Find every line of the records that has "below" and return it.

****************

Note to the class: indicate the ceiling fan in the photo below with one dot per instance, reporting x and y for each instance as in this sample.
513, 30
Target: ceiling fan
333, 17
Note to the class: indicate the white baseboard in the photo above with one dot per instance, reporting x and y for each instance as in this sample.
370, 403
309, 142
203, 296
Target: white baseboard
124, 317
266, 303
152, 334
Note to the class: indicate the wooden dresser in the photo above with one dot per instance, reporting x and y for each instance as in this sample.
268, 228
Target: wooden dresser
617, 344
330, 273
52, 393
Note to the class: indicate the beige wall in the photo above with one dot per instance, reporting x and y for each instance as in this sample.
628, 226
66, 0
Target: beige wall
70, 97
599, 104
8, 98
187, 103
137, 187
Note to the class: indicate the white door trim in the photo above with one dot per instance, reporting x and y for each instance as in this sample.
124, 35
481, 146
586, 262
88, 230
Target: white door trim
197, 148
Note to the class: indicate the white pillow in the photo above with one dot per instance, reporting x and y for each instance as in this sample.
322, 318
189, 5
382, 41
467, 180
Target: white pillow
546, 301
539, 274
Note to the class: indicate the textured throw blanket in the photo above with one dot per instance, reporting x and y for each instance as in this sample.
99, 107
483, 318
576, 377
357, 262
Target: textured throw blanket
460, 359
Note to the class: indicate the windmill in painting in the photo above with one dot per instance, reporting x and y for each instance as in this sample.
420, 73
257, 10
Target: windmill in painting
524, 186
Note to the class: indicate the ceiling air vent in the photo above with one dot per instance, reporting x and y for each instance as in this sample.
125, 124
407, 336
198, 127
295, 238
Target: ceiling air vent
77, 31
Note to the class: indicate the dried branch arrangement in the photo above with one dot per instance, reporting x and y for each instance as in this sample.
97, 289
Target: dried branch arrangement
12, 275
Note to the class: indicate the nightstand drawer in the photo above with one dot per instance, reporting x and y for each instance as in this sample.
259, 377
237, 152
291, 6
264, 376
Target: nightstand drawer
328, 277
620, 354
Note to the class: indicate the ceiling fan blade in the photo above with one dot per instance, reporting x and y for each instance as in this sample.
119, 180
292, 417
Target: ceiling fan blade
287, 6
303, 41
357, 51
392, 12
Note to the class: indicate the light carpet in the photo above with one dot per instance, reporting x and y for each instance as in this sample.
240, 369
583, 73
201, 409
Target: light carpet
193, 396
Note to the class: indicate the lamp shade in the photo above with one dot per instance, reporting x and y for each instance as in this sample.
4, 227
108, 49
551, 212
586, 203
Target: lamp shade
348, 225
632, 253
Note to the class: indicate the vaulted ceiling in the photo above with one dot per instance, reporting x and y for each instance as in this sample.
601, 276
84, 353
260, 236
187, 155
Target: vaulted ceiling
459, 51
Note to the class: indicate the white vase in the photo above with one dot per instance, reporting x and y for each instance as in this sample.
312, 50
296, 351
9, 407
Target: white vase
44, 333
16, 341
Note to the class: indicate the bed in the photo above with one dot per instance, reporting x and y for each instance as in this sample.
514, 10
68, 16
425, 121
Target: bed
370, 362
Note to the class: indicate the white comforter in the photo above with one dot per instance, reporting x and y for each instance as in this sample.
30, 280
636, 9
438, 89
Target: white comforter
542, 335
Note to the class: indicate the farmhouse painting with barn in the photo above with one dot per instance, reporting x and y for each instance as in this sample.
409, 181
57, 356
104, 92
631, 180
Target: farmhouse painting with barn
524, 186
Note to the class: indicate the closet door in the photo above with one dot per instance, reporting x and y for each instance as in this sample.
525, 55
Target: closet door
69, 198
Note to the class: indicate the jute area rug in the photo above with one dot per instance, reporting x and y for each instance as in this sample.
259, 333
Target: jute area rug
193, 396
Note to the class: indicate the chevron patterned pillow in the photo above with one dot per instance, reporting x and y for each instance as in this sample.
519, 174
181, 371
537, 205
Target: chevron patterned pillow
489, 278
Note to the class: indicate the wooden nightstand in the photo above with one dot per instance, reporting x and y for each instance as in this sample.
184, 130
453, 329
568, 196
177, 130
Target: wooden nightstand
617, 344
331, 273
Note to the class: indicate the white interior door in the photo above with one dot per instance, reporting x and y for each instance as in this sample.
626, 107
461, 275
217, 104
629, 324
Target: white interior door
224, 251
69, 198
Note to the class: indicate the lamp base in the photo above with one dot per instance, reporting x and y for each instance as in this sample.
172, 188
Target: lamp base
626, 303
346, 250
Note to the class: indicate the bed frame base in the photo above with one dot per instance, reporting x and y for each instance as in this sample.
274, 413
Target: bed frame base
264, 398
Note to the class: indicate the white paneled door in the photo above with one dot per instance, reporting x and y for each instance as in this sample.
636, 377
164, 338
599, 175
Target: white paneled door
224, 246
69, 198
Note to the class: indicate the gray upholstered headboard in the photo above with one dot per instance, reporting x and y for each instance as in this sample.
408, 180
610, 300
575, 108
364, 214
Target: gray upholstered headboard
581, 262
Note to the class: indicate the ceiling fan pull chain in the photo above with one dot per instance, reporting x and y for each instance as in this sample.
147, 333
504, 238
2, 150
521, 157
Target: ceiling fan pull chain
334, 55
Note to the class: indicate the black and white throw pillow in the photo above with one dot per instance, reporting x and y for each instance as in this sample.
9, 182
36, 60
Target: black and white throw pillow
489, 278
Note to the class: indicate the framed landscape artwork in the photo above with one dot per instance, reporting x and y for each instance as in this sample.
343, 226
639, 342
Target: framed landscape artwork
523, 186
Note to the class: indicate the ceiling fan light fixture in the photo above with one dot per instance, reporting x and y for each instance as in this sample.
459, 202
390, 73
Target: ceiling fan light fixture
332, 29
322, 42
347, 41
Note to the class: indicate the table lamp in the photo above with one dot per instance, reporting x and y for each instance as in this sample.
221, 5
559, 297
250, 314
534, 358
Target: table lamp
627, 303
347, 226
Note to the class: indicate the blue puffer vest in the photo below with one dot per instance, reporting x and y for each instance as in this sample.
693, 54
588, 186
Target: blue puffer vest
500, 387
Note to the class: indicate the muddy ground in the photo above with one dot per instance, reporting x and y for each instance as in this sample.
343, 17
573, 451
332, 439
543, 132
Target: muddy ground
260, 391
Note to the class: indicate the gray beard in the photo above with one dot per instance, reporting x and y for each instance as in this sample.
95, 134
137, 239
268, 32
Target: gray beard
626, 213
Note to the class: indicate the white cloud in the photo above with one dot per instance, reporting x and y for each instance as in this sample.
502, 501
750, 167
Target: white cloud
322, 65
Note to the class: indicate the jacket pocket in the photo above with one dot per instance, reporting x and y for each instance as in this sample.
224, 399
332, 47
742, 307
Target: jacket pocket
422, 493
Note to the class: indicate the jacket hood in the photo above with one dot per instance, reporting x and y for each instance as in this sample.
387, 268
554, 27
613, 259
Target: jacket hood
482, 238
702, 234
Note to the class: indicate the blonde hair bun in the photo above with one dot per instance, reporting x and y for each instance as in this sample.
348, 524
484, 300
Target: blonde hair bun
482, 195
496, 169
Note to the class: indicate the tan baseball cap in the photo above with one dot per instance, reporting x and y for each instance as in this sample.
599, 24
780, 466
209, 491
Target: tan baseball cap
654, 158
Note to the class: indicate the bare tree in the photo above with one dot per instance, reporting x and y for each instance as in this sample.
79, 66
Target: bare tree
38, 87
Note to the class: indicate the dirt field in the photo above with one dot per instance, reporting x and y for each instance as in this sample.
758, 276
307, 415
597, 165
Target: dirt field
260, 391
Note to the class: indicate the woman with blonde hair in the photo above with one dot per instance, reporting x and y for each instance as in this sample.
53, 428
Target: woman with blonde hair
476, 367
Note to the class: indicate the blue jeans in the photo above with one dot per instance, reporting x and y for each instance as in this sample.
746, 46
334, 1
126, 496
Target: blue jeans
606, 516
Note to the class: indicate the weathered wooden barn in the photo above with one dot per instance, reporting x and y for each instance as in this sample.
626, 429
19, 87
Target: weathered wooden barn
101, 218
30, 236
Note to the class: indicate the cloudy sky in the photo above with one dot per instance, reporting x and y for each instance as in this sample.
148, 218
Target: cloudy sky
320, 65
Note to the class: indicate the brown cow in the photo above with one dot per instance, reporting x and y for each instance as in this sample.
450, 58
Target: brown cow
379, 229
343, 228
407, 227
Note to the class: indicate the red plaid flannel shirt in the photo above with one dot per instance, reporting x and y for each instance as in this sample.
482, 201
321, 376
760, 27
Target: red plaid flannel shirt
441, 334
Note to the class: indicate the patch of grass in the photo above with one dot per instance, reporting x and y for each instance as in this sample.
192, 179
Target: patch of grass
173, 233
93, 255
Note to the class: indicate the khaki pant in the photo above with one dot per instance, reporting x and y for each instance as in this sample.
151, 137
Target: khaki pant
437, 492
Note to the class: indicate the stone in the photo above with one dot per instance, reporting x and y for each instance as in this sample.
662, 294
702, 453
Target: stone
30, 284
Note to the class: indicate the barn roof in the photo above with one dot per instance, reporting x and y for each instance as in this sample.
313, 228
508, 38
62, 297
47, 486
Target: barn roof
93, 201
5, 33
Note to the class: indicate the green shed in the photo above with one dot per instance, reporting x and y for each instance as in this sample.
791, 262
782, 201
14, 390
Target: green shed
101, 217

****************

▶ ANSWER SECTION:
Note to the class: indicate the ceiling fan in the photo below with one dot per instance, reporting x and y for each instance as in this sample.
Note to the class: indicate the blue puffer vest in the photo below with one dot per instance, reporting x and y for each instance as in this sample.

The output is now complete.